§ **STUDY TEXT**:
Wellness and Responsible Sourcing
The Ginkgo Spa at Santa Marina restricts its treatment menu to natural skincare and thalassotherapy, sourcing exclusively from ESPA and 111SKIN. The decision to anchor the spa programme to two specific brands with documented natural formulation credentials is a different approach from the multi-brand, trend-chasing menus that many resort spas deploy. Thalassotherapy, which uses seawater, algae, and marine minerals therapeutically, has particular coherence on an Aegean property where the raw material is immediately at hand. The practice has deep roots in Greek coastal culture, predating its current wellness-industry framing by centuries.
This approach to spa programming connects to the editorial angle that runs through Santa Marina's positioning: the resort draws on natural and local resources as a design principle rather than as a marketing afterthought. The stone construction of the villas, the thalassotherapy-based spa treatments, the Greek-origins focus at Elais, and the private beach's existence as an unaltered natural asset all point in the same direction. Whether that adds up to a formal sustainability programme or a coherent design philosophy is a question the property itself would need to answer with operational data, but the signals are consistent.
Recognition and Peer Context
Santa Marina's inclusion in the Condé Nast Gold List 2023 and Tatler's Hot List places it in a recognised tier of resort properties that editorial travel media considers worth tracking year to year. The Condé Nast Gold List in particular operates as a curated set rather than a ranked competition, which means inclusion signals sustained quality rather than a single exceptional year. Within the Luxury Collection portfolio, a brand that spans independent-character properties under Marriott's umbrella globally, Santa Marina sits alongside properties like Milatos Marriott Resort Crete in the broader Greek market, though the Ornos Bay location and private beach give it a distinct competitive identity.
For travellers comparing resort options across the Greek islands, the 2026 season runs 6 May through 18 October. Readers considering other Greek island and mainland properties for context might look at Amoudi Villas in Oia, Eréma in Milos, Gundari in Petousis, Le Méridien Sissi Crete, 100 Rizes Seaside Resort in Gytheio, NOS Hotel & Villas, Pnoé Breathing Life, Pegasus Suites in Fira, and Blue Sand Hotel & Suites. For international benchmarks in the same luxury band, Four Seasons Astir Palace Hotel Athens and Aman Venice offer useful reference points for what resort infrastructure and editorial recognition look like at comparable price tiers.

§ **MATERIAL PROVIDED**:
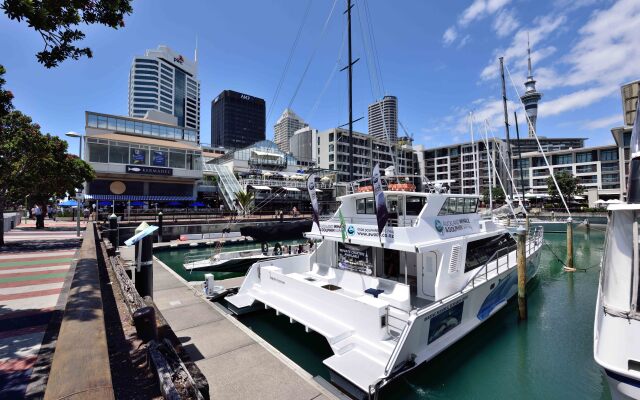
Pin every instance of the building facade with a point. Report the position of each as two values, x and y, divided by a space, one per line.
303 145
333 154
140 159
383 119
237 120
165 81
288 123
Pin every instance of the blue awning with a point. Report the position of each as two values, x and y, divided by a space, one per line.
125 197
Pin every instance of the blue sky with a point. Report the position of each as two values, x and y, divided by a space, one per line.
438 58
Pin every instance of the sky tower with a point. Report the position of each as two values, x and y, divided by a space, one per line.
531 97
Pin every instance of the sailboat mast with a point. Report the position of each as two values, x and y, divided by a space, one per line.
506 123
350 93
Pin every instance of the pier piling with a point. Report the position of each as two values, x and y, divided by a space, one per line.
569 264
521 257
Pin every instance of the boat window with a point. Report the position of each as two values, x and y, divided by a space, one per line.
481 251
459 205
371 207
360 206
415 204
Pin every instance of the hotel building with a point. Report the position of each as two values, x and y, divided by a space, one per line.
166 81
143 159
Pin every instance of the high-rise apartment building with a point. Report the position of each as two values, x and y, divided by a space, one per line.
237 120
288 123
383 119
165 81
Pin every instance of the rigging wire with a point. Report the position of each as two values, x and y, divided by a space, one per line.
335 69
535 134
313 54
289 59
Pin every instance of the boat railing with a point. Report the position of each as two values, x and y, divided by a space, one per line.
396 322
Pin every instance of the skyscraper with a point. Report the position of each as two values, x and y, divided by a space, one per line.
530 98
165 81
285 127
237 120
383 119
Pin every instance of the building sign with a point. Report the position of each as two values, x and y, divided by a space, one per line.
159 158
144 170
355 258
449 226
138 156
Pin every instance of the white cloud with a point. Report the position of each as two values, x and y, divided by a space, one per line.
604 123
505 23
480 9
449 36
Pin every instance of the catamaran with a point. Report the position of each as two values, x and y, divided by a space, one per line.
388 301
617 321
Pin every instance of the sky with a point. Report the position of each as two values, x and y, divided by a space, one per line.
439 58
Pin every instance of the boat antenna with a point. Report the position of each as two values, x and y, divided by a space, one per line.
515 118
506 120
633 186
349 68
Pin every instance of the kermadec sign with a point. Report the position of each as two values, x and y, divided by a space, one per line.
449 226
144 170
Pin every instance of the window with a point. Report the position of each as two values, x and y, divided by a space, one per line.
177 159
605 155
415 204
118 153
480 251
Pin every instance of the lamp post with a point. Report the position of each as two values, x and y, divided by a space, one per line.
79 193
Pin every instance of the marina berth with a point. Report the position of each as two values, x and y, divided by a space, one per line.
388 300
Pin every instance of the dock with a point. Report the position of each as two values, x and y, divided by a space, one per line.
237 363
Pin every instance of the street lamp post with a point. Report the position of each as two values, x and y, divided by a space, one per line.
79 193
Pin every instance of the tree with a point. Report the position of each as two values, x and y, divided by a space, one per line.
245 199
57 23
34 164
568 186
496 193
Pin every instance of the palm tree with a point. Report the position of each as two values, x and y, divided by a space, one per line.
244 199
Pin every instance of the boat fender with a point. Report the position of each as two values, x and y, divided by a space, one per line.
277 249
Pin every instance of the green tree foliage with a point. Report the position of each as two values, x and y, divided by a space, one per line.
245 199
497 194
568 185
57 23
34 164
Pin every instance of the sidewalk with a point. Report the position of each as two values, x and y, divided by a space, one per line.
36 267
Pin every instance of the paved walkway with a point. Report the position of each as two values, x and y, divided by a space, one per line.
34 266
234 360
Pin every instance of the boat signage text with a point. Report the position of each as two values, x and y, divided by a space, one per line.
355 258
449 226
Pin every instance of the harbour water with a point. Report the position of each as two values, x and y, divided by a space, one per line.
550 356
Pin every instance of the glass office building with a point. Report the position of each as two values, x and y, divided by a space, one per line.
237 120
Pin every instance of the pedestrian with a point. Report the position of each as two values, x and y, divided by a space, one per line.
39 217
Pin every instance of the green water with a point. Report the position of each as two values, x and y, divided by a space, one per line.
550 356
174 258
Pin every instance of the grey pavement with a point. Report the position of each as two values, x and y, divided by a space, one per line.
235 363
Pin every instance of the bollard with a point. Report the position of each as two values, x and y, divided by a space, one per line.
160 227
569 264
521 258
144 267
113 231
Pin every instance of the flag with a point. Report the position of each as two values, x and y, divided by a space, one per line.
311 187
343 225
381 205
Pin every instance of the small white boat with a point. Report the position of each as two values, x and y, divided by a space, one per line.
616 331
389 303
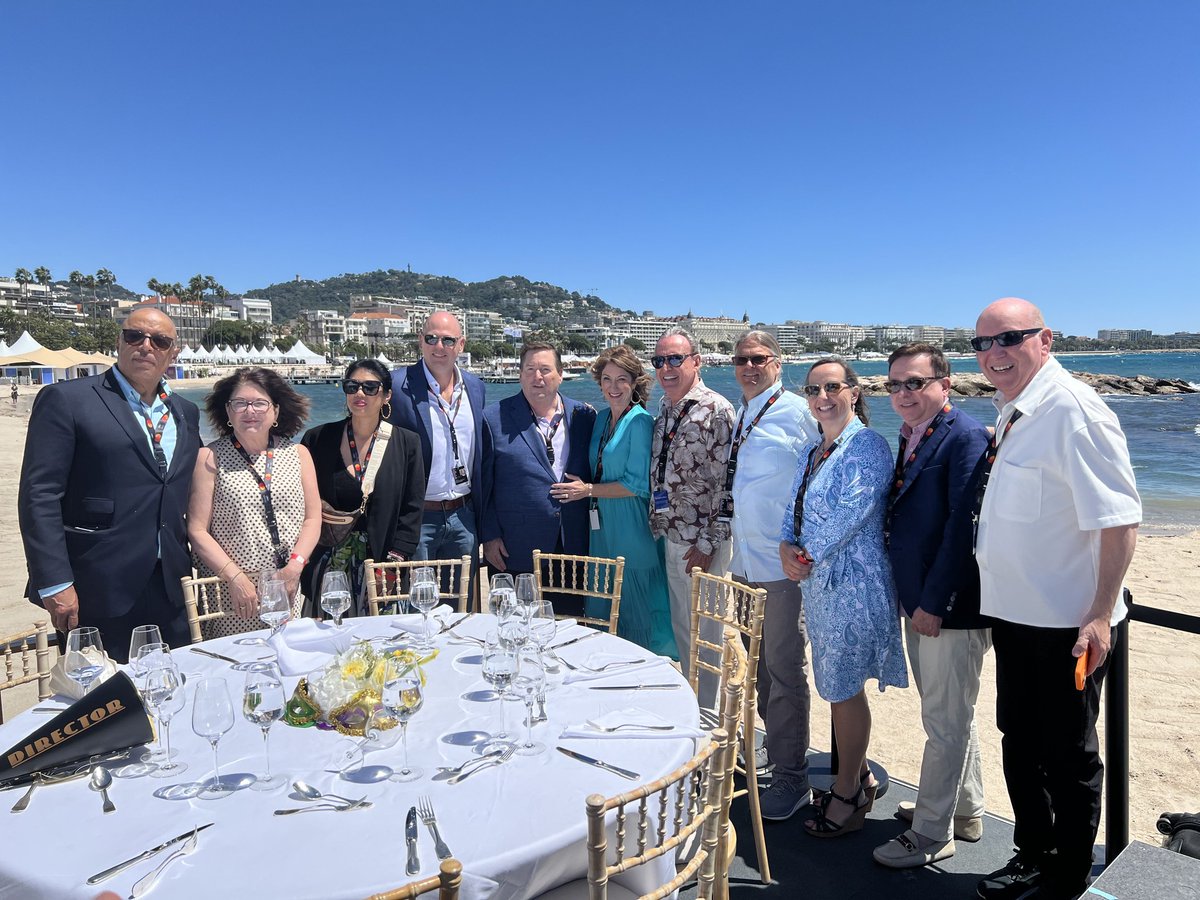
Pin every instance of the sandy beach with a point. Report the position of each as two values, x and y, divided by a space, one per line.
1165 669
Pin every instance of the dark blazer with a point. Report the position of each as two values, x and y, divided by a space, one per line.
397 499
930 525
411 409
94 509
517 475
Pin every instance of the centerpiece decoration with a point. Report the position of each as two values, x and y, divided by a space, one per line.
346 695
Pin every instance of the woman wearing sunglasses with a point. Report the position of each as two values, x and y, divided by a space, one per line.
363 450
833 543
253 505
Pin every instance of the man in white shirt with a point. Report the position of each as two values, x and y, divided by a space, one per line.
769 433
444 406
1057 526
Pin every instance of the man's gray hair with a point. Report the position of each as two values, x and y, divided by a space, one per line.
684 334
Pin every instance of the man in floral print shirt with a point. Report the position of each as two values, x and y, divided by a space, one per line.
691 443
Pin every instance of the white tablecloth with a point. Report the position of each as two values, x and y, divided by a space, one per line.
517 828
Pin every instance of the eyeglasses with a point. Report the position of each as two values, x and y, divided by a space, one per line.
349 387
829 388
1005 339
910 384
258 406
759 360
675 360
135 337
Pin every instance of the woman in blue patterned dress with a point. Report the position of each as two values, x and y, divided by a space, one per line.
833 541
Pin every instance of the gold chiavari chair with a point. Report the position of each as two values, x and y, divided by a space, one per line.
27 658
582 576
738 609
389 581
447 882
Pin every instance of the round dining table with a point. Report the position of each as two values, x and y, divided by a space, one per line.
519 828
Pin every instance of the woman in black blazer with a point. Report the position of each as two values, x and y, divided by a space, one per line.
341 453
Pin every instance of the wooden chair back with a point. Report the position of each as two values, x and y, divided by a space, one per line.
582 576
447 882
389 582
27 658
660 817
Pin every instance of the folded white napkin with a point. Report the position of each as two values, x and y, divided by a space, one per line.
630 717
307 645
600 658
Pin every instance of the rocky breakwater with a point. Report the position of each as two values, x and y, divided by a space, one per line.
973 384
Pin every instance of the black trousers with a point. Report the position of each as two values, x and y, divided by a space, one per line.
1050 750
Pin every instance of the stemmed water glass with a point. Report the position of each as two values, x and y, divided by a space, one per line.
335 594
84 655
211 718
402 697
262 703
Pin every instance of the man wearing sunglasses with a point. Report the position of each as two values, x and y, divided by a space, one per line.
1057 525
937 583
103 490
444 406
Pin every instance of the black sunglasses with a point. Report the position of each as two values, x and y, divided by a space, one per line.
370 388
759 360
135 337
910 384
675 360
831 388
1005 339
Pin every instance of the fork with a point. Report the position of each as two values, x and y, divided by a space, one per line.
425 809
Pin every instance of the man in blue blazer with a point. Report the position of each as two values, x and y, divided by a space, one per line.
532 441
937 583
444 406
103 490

§ **REQUIRED WORK**: Retype the entire passage above about the Santa Marina resort word for word, keeping every heading and paragraph.

§ **EXERCISE RESPONSE**:
Wellness and Responsible Sourcing
The Ginkgo Spa at Santa Marina restricts its treatment menu to natural skincare and thalassotherapy, sourcing exclusively from ESPA and 111SKIN. The decision to anchor the spa programme to two specific brands with documented natural formulation credentials is a different approach from the multi-brand, trend-chasing menus that many resort spas deploy. Thalassotherapy, which uses seawater, algae, and marine minerals therapeutically, has particular coherence on an Aegean property where the raw material is immediately at hand. The practice has deep roots in Greek coastal culture, predating its current wellness-industry framing by centuries.
This approach to spa programming connects to the editorial angle that runs through Santa Marina's positioning: the resort draws on natural and local resources as a design principle rather than as a marketing afterthought. The stone construction of the villas, the thalassotherapy-based spa treatments, the Greek-origins focus at Elais, and the private beach's existence as an unaltered natural asset all point in the same direction. Whether that adds up to a formal sustainability programme or a coherent design philosophy is a question the property itself would need to answer with operational data, but the signals are consistent.
Recognition and Peer Context
Santa Marina's inclusion in the Condé Nast Gold List 2023 and Tatler's Hot List places it in a recognised tier of resort properties that editorial travel media considers worth tracking year to year. The Condé Nast Gold List in particular operates as a curated set rather than a ranked competition, which means inclusion signals sustained quality rather than a single exceptional year. Within the Luxury Collection portfolio, a brand that spans independent-character properties under Marriott's umbrella globally, Santa Marina sits alongside properties like Milatos Marriott Resort Crete in the broader Greek market, though the Ornos Bay location and private beach give it a distinct competitive identity.
For travellers comparing resort options across the Greek islands, the 2026 season runs 6 May through 18 October. Readers considering other Greek island and mainland properties for context might look at Amoudi Villas in Oia, Eréma in Milos, Gundari in Petousis, Le Méridien Sissi Crete, 100 Rizes Seaside Resort in Gytheio, NOS Hotel & Villas, Pnoé Breathing Life, Pegasus Suites in Fira, and Blue Sand Hotel & Suites. For international benchmarks in the same luxury band, Four Seasons Astir Palace Hotel Athens and Aman Venice offer useful reference points for what resort infrastructure and editorial recognition look like at comparable price tiers.